### TEXTO SELECCIONADO
....

Yo trabajo con UPS hace 20 años y te digo que es 98% que el problema es bateria, estos equipos no arrancan sin batería. Otra posibilidad es que tiene una R de 33k 1w que a veces está abietra, pero eso es muy raro, arriesgate a comprar la batería!!! o usá como prueba la bat. de un auto, que para pruebas sirve.


----------



## godzuky

saludos  solo para complementar , si esta baja la bateria no encendera el ups , porque el sistema se bloque no "sabe" que hacer si carga la beteria o me reinicio  o que hago ? bueno asi supongamos ke  piensa  la ups jejejjej .  solo  cargala por fuera ( la bateria) u otra o ponle  una batariade auto , no pasa nada auuke sea de 1000000000000 de amperes , porke? porke aunke tenga 10000000000000 el ups solo le  pide  lo ke nesecite  para funcionar ejemplo    .  ;    tiene 10000000000000000000  el upsa le pide 6 o 7 amprs y  ya  , Pd  asi funciona la mayoriade las cosas  lo contactos  de las casas  etc ok bye


----------



## pablobddlu

Tenía exactamente el mismo problema... no encendia el ups... teniendo presente la solucion propuesta de cambiar la bateria... investigue en que afectaba la bateria... y es en mi caso el accionamiento de un relé que al no tener una variacion de tension en la bobina no permitia que el circuito siguiera su curso correspondiente... 
Cambiando la bateria o aplicando el voltaje necesario... se recompone el sistema... y problema solucionado.


----------



## HelliusVII

Yo tengo un UPS Apc ES 500 El problema es q*UE* cuando le quito la alimentacion del toma corriente el voltaje de salida baja a 160 Vac. Pero por lo demas todo anda bien me da unos aceptables 220 Vac en corriente 7 A revise los transitores de potencia Mosfet irf3205 tambien stp55nf06 todos estan bien. Creo q el problema es el microcontroador resibe sus 5 Vdc pero cuando testeo su patita 15 y 16 hay un corte subito del UPS se apaga, no se a q*UE* se debe esto. El problema se inicio cuando estaba alimentando a mi pc y se chupo el UPS se apago subitamente. Agredesco su ayuda.

....

### FILAS PROPORCIONADAS
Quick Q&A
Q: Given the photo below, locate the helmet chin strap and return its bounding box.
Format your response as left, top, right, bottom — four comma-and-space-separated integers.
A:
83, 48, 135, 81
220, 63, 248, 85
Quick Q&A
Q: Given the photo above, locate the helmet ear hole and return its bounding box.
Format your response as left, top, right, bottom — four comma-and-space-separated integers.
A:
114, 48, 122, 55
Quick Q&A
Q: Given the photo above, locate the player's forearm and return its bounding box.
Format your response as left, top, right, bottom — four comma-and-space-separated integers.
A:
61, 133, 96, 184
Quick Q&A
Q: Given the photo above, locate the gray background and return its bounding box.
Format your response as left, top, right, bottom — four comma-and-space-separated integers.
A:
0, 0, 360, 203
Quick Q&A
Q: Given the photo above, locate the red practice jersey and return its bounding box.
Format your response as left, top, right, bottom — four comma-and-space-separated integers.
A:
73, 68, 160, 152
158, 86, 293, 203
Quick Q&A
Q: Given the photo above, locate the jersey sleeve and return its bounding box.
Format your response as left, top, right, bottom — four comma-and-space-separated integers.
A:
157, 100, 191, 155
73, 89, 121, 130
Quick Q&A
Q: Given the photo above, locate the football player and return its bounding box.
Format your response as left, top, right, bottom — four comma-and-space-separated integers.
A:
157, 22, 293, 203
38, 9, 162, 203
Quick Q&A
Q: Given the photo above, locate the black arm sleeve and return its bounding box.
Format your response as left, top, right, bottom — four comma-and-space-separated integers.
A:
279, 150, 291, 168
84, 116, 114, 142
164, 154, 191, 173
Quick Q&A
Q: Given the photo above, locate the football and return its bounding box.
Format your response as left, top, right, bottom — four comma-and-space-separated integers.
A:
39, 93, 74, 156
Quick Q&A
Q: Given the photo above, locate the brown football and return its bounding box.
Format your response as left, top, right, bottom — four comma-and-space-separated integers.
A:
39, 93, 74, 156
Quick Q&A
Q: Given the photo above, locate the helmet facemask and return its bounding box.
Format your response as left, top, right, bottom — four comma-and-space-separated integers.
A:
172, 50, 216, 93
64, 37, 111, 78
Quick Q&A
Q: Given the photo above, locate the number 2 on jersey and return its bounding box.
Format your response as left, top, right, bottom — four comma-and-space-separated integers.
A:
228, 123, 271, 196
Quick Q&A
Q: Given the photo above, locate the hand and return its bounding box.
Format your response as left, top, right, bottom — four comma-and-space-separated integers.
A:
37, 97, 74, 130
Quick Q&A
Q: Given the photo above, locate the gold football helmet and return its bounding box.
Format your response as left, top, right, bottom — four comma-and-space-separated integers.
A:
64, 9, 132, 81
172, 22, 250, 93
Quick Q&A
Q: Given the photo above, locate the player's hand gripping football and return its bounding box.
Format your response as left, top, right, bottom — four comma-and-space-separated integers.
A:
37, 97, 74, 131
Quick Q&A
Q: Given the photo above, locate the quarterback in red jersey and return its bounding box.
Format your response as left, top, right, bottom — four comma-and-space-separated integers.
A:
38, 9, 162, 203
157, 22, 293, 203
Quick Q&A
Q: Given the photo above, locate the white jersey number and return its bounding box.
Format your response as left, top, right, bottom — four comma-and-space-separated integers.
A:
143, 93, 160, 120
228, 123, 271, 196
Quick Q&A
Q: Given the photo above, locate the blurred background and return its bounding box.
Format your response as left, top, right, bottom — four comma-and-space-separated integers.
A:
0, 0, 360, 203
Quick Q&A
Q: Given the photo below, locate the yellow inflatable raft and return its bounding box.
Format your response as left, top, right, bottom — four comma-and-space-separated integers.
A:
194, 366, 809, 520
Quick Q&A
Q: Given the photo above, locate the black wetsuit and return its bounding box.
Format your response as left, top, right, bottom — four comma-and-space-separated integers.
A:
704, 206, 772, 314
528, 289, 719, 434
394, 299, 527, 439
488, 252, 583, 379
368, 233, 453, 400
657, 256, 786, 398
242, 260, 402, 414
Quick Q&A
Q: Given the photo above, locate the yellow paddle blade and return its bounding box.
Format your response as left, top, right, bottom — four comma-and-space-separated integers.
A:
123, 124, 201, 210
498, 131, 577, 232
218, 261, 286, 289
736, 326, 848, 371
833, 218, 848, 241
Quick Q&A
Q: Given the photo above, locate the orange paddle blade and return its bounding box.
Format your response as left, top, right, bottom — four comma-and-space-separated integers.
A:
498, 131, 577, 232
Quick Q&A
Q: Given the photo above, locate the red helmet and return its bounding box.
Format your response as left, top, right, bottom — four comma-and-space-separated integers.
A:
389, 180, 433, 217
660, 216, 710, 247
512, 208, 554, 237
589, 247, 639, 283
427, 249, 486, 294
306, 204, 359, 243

....

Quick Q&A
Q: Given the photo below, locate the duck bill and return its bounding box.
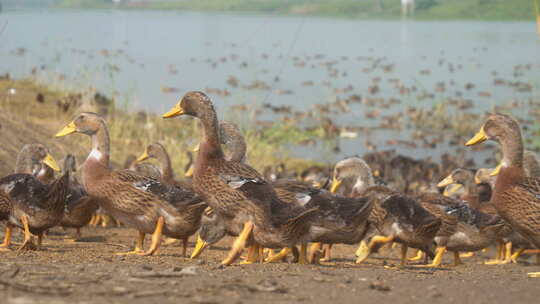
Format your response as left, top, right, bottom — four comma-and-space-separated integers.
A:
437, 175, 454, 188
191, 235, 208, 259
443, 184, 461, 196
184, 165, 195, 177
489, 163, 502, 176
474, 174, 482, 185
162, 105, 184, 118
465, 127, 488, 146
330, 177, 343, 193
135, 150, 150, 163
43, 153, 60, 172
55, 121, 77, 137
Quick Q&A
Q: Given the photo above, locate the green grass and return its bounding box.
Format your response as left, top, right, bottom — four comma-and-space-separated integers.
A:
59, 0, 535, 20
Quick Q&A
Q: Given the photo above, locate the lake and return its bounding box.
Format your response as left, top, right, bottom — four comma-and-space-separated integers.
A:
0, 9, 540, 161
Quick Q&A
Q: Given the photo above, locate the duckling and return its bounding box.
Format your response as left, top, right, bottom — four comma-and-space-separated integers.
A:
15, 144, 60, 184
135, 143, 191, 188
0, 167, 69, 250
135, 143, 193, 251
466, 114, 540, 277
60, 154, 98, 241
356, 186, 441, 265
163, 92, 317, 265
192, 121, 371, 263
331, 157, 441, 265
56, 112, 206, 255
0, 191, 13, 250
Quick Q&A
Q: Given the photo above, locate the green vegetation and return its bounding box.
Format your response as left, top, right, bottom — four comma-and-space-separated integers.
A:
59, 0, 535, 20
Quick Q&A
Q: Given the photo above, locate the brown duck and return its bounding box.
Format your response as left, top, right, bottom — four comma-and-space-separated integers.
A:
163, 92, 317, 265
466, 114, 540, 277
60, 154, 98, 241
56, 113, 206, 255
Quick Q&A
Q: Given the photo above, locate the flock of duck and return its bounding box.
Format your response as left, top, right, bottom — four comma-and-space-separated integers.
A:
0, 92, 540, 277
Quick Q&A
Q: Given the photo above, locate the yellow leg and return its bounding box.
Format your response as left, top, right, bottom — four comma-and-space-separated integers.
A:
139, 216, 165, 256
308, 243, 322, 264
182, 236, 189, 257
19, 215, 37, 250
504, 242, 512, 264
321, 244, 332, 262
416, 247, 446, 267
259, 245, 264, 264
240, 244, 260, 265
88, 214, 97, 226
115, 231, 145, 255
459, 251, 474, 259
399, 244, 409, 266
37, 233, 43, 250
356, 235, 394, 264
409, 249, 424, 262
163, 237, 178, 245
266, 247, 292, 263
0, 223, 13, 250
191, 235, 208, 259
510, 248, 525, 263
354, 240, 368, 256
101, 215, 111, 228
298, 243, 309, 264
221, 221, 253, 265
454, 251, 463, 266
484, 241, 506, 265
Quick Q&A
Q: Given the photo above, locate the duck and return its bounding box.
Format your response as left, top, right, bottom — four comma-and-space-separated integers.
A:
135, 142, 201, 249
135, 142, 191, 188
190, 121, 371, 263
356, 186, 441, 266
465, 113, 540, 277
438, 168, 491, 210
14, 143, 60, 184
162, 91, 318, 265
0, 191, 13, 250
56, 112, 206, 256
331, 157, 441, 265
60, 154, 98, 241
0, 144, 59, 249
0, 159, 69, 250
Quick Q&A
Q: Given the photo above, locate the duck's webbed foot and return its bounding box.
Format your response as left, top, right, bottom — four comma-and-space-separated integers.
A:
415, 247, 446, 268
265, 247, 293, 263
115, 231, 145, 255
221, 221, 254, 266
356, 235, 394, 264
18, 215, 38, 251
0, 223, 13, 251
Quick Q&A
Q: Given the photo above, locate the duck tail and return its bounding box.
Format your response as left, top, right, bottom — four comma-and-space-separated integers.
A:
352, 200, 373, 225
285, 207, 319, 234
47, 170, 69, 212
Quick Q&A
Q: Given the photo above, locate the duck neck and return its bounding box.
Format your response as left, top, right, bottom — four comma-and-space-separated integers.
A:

....

### OBJETIVO DE LA TAREA
En el hilo sobre fallas de UPS, ¿qué transistores de potencia revisó quien tiene un UPS APC ES 500?

### RESPUESTA
Los Mosfet irf3205 y los stp55nf06.